__What the task asks__
Please set down the part of the forum thread on processor and memory bus speeds from "This is why" up to and including "bus at all.", copied word for word.

__Provided text__

○ ○ ○ ○

I'm admittedly not an Intel guy, but I've read numerous times that running the RAM & CPU "in sync" always gives the best performance. I've never seen a disclaimer that said, "except when running a P4".

Are you saying that since the bandwidths are so "ridiculously" high anyway, that it really doesn't matter?

I'll answer that one jam, and you are right. The 800mhz fsb p4 has enough bandwidth to make it less of a weak link than is the case for an amd fsb. 4 years ago Intel and Amd had the same fsb speeds, but then amd stuck themselves to someone else's bus technology (DEC ev6), so the bus speed improvements over time were simply the result of the manufacturing/technology improvements and did not incorporate the design improvements and optimizations that Intel achieved. The result is that the P4 ended up less constrained by its fsb than did the amd xp, making it more tolerant of sub-optimum memory bandwidth. Note that the highest speed amd air-cooled mobo maxes out at about 250mhz double pumped, or a rate of 500mhz, but the fastest intel mobo maxes out at about 300mhz quad-pumped, or a rate of 1200mhz. Its no coincidence that intel makes the chipset.

So take the common maximum air-cooled oc rig you can get from each, expressed using the "real" multiplier, which is the cpu ghz divided by the fsb (as opposed to the system clock). In these terms you would have a 3.6ghz p4 running at 3x1200, and a 2.5ghz amd xp running at 5x500. Its that much higher amd multiplier (5 vs 3) which indicates the bandwidth constraint, and the intolerance for less-than-in-syncness

This is why amd's multiplier locking was such a significant downer. The unlocked multi allowed you to dial into that last mhz of fsb your mobo could handle.

2001 article about the amd xp bus

http://www.extremetech.com/article2/0,3973,1148757,00.asp

It is also why the new 64-bit cpus from amd are such a leap forward. Amd has gone from having the most constricted bandwidth to the most wide-open, thanks to the on-die memory controller. They went from a lame bus to no bus at all.

Your point about in sync being the best way to run is indeed true, but far more for amd than intel, and probably should have the intel disclaimer you mention.

Johnoh and Jam - Thankyou!!

Johnoh, you have definetly cleared up the terminology problems for me and I think I am on the way to understanding the hardware architecture now. I'm still unsure about how increasing the system clock affects the memory bus (if it does) but apart from that I think I have all the other basic principles.

I have 'knocked together' a diagram based on what you have said in this post, please could you let me know if I have deciphered your explanation correctly.

○ ○ ○ ○

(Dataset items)
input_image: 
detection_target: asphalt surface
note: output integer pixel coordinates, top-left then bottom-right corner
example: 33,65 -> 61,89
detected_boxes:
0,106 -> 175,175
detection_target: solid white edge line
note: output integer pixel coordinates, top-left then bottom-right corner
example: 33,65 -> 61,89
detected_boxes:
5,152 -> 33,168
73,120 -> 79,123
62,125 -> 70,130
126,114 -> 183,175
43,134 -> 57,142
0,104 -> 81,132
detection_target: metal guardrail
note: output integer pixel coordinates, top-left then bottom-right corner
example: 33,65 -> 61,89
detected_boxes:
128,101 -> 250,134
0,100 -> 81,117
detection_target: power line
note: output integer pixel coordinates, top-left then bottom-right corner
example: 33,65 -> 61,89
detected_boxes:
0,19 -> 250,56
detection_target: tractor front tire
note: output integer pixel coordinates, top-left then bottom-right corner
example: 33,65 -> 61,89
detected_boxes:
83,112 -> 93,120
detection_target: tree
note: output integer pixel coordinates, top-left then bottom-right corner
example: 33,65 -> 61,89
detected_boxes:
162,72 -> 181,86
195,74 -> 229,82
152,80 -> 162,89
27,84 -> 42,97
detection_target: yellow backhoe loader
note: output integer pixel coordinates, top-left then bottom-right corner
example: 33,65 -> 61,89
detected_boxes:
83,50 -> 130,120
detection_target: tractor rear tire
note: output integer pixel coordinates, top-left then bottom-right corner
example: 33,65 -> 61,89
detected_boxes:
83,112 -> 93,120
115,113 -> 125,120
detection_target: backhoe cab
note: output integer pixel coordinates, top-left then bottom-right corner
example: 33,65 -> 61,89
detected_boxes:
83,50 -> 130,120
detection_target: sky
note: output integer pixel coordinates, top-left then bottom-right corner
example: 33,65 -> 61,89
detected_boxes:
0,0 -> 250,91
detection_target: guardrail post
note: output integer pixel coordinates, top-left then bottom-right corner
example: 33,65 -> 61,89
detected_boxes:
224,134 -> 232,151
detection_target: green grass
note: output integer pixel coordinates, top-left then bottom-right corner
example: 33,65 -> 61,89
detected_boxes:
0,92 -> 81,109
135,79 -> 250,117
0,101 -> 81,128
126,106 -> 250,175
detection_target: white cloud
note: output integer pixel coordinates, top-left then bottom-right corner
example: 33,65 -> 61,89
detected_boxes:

○ ○ ○ ○

__Solved problem__
This is why amd's multiplier locking was such a significant downer. The unlocked multi allowed you to dial into that last mhz of fsb your mobo could handle.

2001 article about the amd xp bus

http://www.extremetech.com/article2/0,3973,1148757,00.asp

It is also why the new 64-bit cpus from amd are such a leap forward. Amd has gone from having the most constricted bandwidth to the most wide-open, thanks to the on-die memory controller. They went from a lame bus to no bus at all.